=== Records ===

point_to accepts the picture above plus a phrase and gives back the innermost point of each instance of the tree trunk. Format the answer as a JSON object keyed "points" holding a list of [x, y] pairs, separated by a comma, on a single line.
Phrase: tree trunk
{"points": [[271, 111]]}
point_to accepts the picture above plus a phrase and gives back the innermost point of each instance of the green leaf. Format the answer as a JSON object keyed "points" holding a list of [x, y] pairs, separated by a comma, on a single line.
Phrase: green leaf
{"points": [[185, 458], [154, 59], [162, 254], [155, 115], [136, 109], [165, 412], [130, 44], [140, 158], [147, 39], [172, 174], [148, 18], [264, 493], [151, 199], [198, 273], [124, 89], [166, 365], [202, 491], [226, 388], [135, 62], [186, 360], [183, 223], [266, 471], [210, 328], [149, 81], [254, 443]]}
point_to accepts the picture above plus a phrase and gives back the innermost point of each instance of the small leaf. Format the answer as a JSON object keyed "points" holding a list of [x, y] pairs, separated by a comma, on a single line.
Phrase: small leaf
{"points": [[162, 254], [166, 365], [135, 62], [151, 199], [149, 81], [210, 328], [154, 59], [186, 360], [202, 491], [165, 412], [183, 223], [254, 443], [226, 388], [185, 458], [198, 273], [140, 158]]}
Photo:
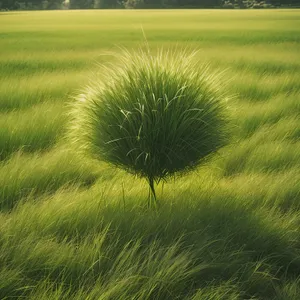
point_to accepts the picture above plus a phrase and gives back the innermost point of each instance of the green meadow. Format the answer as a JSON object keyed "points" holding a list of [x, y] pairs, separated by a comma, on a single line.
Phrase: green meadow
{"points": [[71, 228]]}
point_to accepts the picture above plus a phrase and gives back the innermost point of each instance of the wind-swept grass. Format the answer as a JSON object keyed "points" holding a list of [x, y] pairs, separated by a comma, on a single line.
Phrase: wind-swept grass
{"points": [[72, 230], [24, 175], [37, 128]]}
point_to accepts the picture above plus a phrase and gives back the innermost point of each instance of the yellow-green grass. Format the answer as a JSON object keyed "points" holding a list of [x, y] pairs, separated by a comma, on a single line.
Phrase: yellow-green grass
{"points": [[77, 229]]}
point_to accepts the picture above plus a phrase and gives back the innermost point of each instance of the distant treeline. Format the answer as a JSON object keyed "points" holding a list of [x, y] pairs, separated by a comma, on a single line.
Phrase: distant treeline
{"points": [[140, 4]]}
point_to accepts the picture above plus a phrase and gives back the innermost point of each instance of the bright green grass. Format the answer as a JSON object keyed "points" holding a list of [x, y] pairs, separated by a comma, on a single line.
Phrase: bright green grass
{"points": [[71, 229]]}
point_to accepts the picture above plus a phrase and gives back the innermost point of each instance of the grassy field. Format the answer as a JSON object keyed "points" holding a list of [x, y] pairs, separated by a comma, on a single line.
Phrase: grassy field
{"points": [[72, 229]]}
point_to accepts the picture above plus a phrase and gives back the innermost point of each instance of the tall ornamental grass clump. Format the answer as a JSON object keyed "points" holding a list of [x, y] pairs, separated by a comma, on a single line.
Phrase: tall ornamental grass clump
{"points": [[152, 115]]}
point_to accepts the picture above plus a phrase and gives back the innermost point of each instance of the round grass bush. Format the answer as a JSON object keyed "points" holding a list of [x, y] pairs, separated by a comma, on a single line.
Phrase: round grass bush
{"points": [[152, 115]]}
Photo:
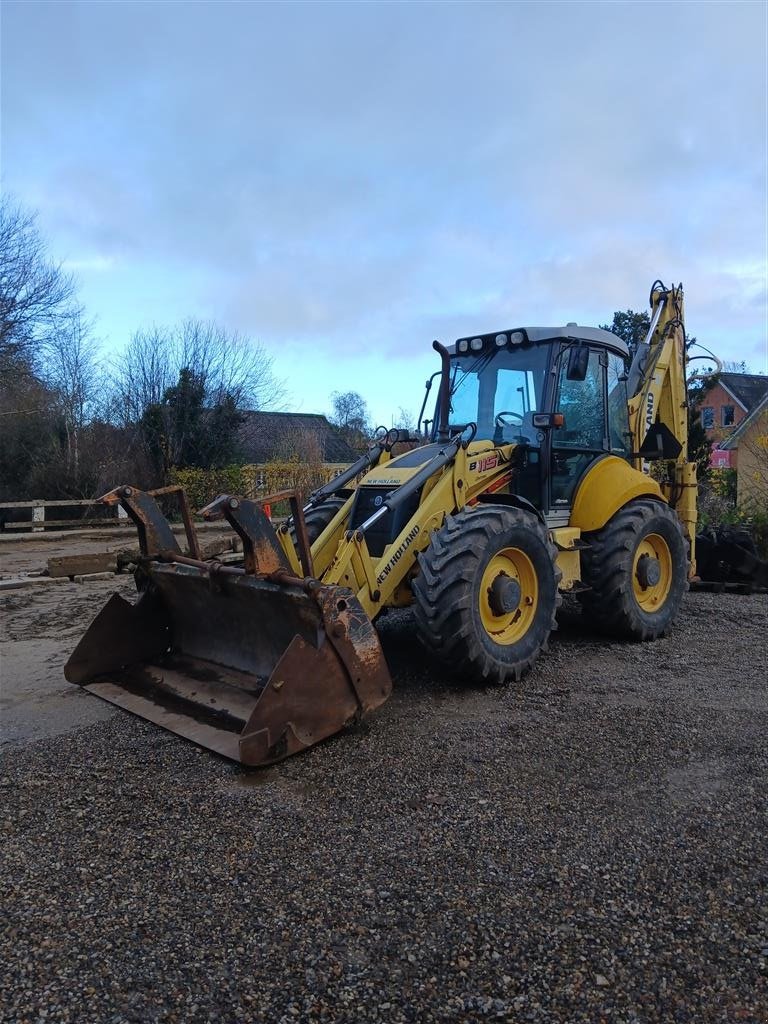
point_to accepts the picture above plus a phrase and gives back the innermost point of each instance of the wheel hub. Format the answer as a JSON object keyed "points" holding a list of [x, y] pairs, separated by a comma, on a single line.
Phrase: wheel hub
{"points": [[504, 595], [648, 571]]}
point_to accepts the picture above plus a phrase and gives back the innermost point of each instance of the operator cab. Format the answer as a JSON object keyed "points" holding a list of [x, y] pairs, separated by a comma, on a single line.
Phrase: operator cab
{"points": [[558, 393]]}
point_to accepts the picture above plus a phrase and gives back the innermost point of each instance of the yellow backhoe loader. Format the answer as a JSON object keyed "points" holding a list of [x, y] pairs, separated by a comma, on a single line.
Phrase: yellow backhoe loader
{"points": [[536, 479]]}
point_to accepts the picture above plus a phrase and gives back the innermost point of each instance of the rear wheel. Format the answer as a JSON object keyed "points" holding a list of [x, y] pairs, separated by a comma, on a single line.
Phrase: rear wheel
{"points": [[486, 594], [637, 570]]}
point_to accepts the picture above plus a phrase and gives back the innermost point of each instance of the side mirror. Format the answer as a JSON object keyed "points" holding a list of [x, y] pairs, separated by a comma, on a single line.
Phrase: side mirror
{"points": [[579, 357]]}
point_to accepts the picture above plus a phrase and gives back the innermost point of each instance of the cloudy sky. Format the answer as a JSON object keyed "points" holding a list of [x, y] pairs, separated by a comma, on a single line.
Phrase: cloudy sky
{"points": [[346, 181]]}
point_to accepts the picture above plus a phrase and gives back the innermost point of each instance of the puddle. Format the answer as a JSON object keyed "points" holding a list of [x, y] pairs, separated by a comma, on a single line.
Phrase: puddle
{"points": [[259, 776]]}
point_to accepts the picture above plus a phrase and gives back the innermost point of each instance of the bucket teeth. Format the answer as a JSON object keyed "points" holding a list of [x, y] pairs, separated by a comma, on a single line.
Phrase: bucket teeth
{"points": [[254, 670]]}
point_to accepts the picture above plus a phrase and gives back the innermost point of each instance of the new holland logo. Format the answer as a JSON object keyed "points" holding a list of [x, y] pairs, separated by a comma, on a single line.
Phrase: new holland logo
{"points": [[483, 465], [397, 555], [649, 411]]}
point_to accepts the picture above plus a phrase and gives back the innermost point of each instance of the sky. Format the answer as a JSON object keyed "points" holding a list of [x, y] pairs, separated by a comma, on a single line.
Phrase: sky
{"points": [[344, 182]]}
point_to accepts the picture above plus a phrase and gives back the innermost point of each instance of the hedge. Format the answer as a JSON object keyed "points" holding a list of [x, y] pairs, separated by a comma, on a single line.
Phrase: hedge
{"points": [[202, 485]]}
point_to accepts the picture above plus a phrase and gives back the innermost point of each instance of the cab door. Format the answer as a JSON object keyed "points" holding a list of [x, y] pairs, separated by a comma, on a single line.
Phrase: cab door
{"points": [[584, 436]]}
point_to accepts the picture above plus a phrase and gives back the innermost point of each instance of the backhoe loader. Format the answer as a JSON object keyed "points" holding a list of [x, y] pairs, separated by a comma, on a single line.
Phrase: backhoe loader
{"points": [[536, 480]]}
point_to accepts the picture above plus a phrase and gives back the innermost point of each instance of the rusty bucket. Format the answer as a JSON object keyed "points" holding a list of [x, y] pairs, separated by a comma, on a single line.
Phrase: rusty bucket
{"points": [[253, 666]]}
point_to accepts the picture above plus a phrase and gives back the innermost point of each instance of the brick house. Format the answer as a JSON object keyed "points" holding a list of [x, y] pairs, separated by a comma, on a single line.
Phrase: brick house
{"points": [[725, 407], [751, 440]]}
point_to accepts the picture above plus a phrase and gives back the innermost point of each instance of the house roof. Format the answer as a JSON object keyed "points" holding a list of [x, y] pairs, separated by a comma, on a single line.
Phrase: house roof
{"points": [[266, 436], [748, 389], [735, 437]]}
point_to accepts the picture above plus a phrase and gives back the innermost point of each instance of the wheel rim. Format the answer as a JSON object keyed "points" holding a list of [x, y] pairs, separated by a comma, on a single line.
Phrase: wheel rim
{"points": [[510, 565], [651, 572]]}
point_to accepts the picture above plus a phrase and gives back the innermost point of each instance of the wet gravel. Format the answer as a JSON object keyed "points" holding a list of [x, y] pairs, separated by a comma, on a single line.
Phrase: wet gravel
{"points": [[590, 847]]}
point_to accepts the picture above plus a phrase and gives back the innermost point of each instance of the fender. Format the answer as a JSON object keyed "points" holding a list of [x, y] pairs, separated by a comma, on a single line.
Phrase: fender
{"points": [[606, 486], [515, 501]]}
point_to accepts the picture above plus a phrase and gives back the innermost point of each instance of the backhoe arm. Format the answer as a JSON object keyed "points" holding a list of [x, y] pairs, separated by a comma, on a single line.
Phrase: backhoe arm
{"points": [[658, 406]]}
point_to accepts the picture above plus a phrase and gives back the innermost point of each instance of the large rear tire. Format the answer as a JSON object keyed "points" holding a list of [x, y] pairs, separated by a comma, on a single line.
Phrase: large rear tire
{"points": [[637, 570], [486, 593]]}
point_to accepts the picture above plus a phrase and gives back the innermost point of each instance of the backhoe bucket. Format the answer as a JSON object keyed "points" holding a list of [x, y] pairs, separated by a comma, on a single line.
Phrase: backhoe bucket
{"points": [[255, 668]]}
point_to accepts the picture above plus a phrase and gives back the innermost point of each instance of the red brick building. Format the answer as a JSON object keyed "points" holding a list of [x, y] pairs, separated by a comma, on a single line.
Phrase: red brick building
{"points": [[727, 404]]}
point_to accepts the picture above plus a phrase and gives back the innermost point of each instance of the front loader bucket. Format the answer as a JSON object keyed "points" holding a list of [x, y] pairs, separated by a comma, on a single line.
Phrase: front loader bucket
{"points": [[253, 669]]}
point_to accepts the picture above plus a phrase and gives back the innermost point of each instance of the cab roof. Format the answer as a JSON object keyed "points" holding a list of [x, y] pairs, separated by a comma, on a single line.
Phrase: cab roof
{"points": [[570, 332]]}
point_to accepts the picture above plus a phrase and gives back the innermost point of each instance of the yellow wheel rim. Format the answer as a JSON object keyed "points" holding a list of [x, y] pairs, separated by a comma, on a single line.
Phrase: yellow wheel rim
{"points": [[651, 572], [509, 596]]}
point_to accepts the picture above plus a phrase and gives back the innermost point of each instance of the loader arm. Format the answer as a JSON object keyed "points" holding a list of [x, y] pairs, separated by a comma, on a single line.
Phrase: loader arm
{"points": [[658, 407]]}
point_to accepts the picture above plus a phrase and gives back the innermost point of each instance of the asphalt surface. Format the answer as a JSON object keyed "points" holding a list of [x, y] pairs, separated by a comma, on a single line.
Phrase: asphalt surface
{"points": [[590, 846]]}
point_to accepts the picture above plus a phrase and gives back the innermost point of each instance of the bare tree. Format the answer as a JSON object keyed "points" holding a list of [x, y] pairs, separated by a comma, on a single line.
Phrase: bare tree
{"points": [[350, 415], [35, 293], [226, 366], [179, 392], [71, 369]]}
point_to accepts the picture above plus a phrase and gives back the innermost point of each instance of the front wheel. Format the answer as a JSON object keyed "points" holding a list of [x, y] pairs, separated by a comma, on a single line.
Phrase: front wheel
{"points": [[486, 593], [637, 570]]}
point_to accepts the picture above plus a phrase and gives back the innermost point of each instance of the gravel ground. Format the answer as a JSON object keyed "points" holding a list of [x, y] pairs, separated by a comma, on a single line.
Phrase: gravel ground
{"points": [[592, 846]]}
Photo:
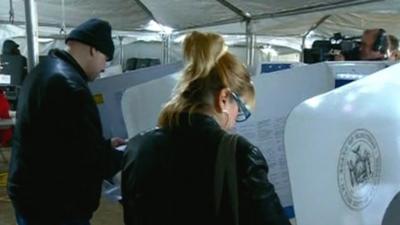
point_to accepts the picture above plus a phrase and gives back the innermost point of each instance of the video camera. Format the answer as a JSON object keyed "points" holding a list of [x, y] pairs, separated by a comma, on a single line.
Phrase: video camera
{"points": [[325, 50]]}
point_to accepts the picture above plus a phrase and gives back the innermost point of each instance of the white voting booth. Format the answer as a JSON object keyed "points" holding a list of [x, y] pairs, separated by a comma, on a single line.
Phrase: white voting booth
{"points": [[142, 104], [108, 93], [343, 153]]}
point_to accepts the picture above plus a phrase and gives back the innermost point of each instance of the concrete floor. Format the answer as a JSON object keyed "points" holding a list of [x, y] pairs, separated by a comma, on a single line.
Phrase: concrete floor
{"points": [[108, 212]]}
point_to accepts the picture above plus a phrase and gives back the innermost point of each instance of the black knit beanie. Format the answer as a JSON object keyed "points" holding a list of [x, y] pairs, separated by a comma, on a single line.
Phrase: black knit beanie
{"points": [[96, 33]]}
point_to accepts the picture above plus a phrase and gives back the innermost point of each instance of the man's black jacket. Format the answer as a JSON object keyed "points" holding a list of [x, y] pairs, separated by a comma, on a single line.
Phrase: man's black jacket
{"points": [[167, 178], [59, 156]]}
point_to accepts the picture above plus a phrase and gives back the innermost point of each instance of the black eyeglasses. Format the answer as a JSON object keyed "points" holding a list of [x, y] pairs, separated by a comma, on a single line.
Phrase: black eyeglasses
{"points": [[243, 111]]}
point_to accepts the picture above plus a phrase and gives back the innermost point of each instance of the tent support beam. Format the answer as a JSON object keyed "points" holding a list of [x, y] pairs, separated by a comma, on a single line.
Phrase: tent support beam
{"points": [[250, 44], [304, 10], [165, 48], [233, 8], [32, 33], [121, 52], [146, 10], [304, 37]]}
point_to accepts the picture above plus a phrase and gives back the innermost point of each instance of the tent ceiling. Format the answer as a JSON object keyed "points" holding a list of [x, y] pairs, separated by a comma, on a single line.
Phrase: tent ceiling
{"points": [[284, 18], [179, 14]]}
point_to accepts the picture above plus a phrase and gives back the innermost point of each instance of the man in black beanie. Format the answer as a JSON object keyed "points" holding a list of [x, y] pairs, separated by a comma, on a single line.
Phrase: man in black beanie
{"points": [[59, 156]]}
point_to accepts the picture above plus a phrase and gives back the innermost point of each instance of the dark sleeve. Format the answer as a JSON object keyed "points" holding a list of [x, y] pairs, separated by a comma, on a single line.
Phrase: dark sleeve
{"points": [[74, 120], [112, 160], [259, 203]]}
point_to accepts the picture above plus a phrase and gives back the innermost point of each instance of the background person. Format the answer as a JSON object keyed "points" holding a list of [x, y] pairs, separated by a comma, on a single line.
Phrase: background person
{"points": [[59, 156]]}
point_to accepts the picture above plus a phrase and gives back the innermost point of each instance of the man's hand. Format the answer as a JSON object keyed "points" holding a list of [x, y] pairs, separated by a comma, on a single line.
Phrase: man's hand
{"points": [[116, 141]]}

===

Activity = Reproduce exactly the lines from the one with "Phrase: tent ceiling" through the last line of the entries, keeping both of those lines and nothing else.

Your response =
Phrase: tent ceiling
{"points": [[284, 18], [179, 14]]}
point_to accepts the picture above plus a phrase and gives back the innermost point of each instance of the man in black beanie. Format the answer as a JSON object keyed "points" holding a list of [x, y] pairs, separated by a comma, on a single line.
Phrase: man in black beanie
{"points": [[59, 156]]}
point_to accepts the picture above plus a phrase and gives back the innermost point of each instance of the dark sleeve. Format the answer as a JSON object keyed "points" holding a list of [x, y] pairs, separated by a comma, on a single line.
Phrase: dark sleeve
{"points": [[74, 120], [112, 160], [259, 203]]}
point_to accepts the picture above plus a phrase and gives back the innermost point of each instance of the background person. Format the answer as a JSON object keyed "points" holding a list of [x, y] pairs, separated by a comma, on a single line.
Phrase: background person
{"points": [[59, 156]]}
point_to accepts the picture above plus a phrase and gives back the innermost point of each instance of the man's hand. Format the answer as a JSON object keyed "points" holding a list of [x, y] pairs, separated by a comma, on a single line.
Phrase: man's hand
{"points": [[116, 141]]}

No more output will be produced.